● Input material
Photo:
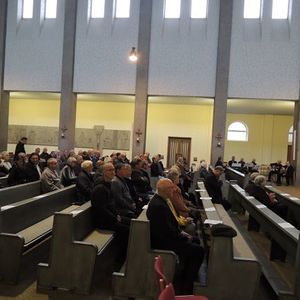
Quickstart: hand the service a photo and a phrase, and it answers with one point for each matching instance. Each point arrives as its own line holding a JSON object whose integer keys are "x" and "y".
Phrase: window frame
{"x": 165, "y": 10}
{"x": 116, "y": 10}
{"x": 27, "y": 17}
{"x": 246, "y": 131}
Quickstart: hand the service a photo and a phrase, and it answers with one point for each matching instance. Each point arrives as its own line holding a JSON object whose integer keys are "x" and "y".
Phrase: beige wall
{"x": 175, "y": 120}
{"x": 267, "y": 139}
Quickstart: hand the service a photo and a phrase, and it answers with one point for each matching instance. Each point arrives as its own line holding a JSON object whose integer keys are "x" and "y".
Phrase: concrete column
{"x": 4, "y": 95}
{"x": 67, "y": 117}
{"x": 141, "y": 87}
{"x": 296, "y": 143}
{"x": 222, "y": 74}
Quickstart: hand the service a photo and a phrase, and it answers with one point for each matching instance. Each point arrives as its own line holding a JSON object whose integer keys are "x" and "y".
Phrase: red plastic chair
{"x": 169, "y": 294}
{"x": 166, "y": 289}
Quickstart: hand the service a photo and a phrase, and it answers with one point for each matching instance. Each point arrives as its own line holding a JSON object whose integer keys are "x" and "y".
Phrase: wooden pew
{"x": 137, "y": 278}
{"x": 230, "y": 254}
{"x": 3, "y": 181}
{"x": 75, "y": 246}
{"x": 25, "y": 225}
{"x": 293, "y": 204}
{"x": 284, "y": 233}
{"x": 241, "y": 178}
{"x": 19, "y": 192}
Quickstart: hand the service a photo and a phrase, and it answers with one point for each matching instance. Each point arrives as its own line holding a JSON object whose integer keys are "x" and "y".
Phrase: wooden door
{"x": 178, "y": 146}
{"x": 290, "y": 153}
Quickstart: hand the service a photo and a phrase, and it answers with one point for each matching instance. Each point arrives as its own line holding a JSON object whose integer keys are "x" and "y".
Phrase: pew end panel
{"x": 137, "y": 278}
{"x": 72, "y": 262}
{"x": 11, "y": 248}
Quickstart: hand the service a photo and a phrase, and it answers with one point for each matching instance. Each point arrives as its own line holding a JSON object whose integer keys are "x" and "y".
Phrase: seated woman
{"x": 179, "y": 206}
{"x": 17, "y": 174}
{"x": 268, "y": 199}
{"x": 67, "y": 175}
{"x": 85, "y": 182}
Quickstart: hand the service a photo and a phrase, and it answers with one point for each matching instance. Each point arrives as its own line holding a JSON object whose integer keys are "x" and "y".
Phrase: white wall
{"x": 33, "y": 57}
{"x": 265, "y": 55}
{"x": 102, "y": 49}
{"x": 183, "y": 52}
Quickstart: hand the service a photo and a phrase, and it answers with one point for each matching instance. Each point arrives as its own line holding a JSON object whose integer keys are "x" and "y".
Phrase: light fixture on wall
{"x": 133, "y": 54}
{"x": 138, "y": 133}
{"x": 219, "y": 138}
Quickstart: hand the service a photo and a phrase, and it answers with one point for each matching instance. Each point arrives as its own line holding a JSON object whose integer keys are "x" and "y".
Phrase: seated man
{"x": 140, "y": 179}
{"x": 258, "y": 191}
{"x": 85, "y": 182}
{"x": 213, "y": 186}
{"x": 276, "y": 168}
{"x": 165, "y": 234}
{"x": 104, "y": 211}
{"x": 17, "y": 174}
{"x": 32, "y": 168}
{"x": 50, "y": 180}
{"x": 124, "y": 203}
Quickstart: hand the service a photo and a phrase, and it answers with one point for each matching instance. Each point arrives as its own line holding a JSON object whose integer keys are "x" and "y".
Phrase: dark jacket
{"x": 164, "y": 229}
{"x": 103, "y": 206}
{"x": 67, "y": 176}
{"x": 84, "y": 186}
{"x": 16, "y": 176}
{"x": 20, "y": 147}
{"x": 141, "y": 181}
{"x": 121, "y": 194}
{"x": 213, "y": 186}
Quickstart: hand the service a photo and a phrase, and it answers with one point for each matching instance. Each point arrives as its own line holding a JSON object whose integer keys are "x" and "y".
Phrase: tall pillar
{"x": 67, "y": 117}
{"x": 222, "y": 74}
{"x": 296, "y": 142}
{"x": 4, "y": 95}
{"x": 141, "y": 86}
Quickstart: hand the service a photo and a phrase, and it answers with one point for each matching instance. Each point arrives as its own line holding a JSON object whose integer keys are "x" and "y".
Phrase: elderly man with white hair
{"x": 85, "y": 182}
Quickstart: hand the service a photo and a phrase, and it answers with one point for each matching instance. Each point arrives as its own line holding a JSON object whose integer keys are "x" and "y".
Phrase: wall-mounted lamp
{"x": 133, "y": 54}
{"x": 219, "y": 138}
{"x": 63, "y": 131}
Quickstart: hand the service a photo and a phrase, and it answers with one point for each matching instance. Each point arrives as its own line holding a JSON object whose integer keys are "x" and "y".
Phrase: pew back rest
{"x": 3, "y": 181}
{"x": 16, "y": 217}
{"x": 20, "y": 192}
{"x": 82, "y": 221}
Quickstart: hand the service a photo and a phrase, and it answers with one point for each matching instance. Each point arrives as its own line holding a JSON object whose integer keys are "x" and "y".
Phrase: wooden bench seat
{"x": 280, "y": 231}
{"x": 27, "y": 224}
{"x": 231, "y": 254}
{"x": 137, "y": 278}
{"x": 13, "y": 194}
{"x": 75, "y": 245}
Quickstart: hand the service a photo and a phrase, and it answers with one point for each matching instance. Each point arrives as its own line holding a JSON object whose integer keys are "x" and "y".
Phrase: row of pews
{"x": 283, "y": 234}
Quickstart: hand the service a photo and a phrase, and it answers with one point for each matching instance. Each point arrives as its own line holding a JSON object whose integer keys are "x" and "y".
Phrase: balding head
{"x": 165, "y": 188}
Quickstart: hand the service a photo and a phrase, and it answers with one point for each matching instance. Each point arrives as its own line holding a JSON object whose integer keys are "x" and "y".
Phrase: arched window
{"x": 237, "y": 131}
{"x": 291, "y": 132}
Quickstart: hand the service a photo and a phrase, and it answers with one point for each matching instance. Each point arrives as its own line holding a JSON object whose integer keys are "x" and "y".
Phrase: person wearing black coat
{"x": 166, "y": 234}
{"x": 32, "y": 168}
{"x": 214, "y": 187}
{"x": 20, "y": 147}
{"x": 85, "y": 182}
{"x": 17, "y": 174}
{"x": 104, "y": 210}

● What is being asked
An exact repetition of all the records above is required, excluding the pictures.

● Solution for this problem
Photo:
Quickstart: hand the service a photo and a phrase, and it answers with one point for each matching instance. Each point arrives as its own line holding a JSON object whose integer keys are "x" and "y".
Phrase: window frame
{"x": 165, "y": 10}
{"x": 116, "y": 10}
{"x": 27, "y": 17}
{"x": 246, "y": 131}
Quickstart: hand the service a photo and a phrase, and it answers with one point for each matching instance. Each point arrives as its own line holding a JSON object whose integer keys are "x" and "y".
Phrase: beige wall
{"x": 175, "y": 120}
{"x": 267, "y": 139}
Quickstart: hand the service a photo and a phrase, and it answers with one point for each matching instance. Each point arrives as its own line holding a JSON object whose integer keys are "x" and "y".
Phrase: concrete column
{"x": 4, "y": 95}
{"x": 67, "y": 117}
{"x": 141, "y": 87}
{"x": 296, "y": 143}
{"x": 222, "y": 74}
Quickstart: hand the service a photo and a phrase, and it answers with one point for each matching instance. Each point arrives as its own line holding a JSON object whose integer keys are "x" and "y".
Phrase: red plastic chair
{"x": 169, "y": 294}
{"x": 166, "y": 289}
Quickstart: hand the service a photo and a phrase, and it answers with one point for each matching instance. Each point arrives as its own line holding a JSON object whose integer keys are "x" and "y".
Phrase: wooden pew
{"x": 137, "y": 278}
{"x": 230, "y": 254}
{"x": 3, "y": 181}
{"x": 75, "y": 246}
{"x": 25, "y": 225}
{"x": 293, "y": 204}
{"x": 284, "y": 233}
{"x": 241, "y": 178}
{"x": 19, "y": 192}
Quickstart: hand the service a photo and a phrase, and it answers with one point for each matching instance. Each point arrives as its own line holding a JSON object whose integer keys are "x" and "y".
Phrase: wooden door
{"x": 178, "y": 146}
{"x": 290, "y": 153}
Quickstart: hand the service a photo and a phrase, and it answers with one point for each matching instance. Each point arrives as its own line holding a JSON object whose integer keys are "x" and "y".
Phrase: pew end panel
{"x": 137, "y": 278}
{"x": 72, "y": 262}
{"x": 11, "y": 248}
Quickstart: hand the service a photo and a phrase, and it answers with one point for each matching instance. Each point arrives as its own line holding a JSON object whose integer keys are "x" and "y".
Phrase: seated woman
{"x": 179, "y": 206}
{"x": 17, "y": 174}
{"x": 268, "y": 199}
{"x": 67, "y": 175}
{"x": 85, "y": 182}
Quickstart: hand the service a photo and a phrase, and it answers with one point for each matching instance. Each point arrives as its own line holding a JSON object whose integer keys are "x" and "y".
Phrase: white wall
{"x": 33, "y": 57}
{"x": 265, "y": 55}
{"x": 102, "y": 49}
{"x": 183, "y": 52}
Quickstart: hand the service a photo and a phrase, and it answers with one point for each matching instance. Each point arrives as its own line holding a JSON object whose integer keys are "x" and "y".
Phrase: light fixture on wall
{"x": 133, "y": 54}
{"x": 138, "y": 133}
{"x": 219, "y": 138}
Quickstart: hand the service a photo and a phrase, and it answers with one point for each matching instance. Each point arrives as its own line holding a JSON object whose integer keys are "x" and "y".
Phrase: seated man
{"x": 140, "y": 179}
{"x": 258, "y": 191}
{"x": 85, "y": 182}
{"x": 213, "y": 186}
{"x": 276, "y": 168}
{"x": 165, "y": 234}
{"x": 104, "y": 211}
{"x": 17, "y": 174}
{"x": 32, "y": 168}
{"x": 50, "y": 180}
{"x": 124, "y": 203}
Quickstart: hand the service a photo and a phrase, and it answers with one point for each matching instance. Each point arrives as its own line holding a JSON object whose integer keys are "x" and "y".
Phrase: dark jacket
{"x": 164, "y": 229}
{"x": 103, "y": 206}
{"x": 67, "y": 176}
{"x": 84, "y": 186}
{"x": 16, "y": 176}
{"x": 20, "y": 147}
{"x": 141, "y": 181}
{"x": 121, "y": 194}
{"x": 213, "y": 186}
Quickstart: hand the service a photo and a phrase, and it answers with one point for each matching instance. Each point arrives as its own line holding a JSON object whose integer keys are "x" and "y".
Phrase: tall pillar
{"x": 67, "y": 117}
{"x": 222, "y": 74}
{"x": 296, "y": 142}
{"x": 4, "y": 95}
{"x": 141, "y": 86}
Quickstart: hand the service a photo and a phrase, and it answers with one point for each matching instance. Each point arrives as its own line holding a JSON object whose integer keys are "x" and "y".
Phrase: elderly man with white hair
{"x": 85, "y": 182}
Quickstart: hand the service a photo and a phrase, and it answers with one point for each matching instance. Each point arrives as its own line holding a JSON object whose integer keys are "x" and "y".
Phrase: wall-mounted lamp
{"x": 133, "y": 54}
{"x": 219, "y": 138}
{"x": 63, "y": 131}
Quickstart: hand the service a photo and a phrase, and it answers with one point for each matching instance. Each point arrives as its own line holding a JSON object whose integer keys are "x" and "y".
Phrase: pew back rest
{"x": 3, "y": 181}
{"x": 16, "y": 217}
{"x": 20, "y": 192}
{"x": 82, "y": 221}
Quickstart: hand the service a photo and a phrase, and it answers with one point for each matching instance. Each point arrives as its own line holding a JSON object whose integer keys are "x" and "y".
Phrase: wooden bench seat
{"x": 280, "y": 231}
{"x": 27, "y": 224}
{"x": 231, "y": 254}
{"x": 137, "y": 278}
{"x": 13, "y": 194}
{"x": 75, "y": 245}
Quickstart: hand the service a photo and a phrase, and it answers with one point for each matching instance. Each point arrives as its own line holding a JSON object whose integer keys are "x" and "y".
Phrase: row of pews
{"x": 283, "y": 234}
Quickstart: hand the service a photo and a phrase, and it answers with one point for each matching instance. Each point arrives as its own line holding a JSON object whose integer keys are "x" and "y".
Phrase: balding head
{"x": 165, "y": 188}
Quickstart: hand the service a photo and a phrase, and it answers with one point for each matching instance. Each point arrives as its own line holding a JSON object whose integer keys are "x" and "y".
Phrase: arched window
{"x": 237, "y": 131}
{"x": 291, "y": 132}
Quickstart: hand the service a photo and a phrase, and it answers with one point for each matching instance. Each point arrives as its own line holding a JSON object whose integer keys are "x" and "y".
Phrase: person wearing black coat
{"x": 166, "y": 234}
{"x": 32, "y": 168}
{"x": 214, "y": 187}
{"x": 20, "y": 147}
{"x": 85, "y": 182}
{"x": 17, "y": 174}
{"x": 104, "y": 210}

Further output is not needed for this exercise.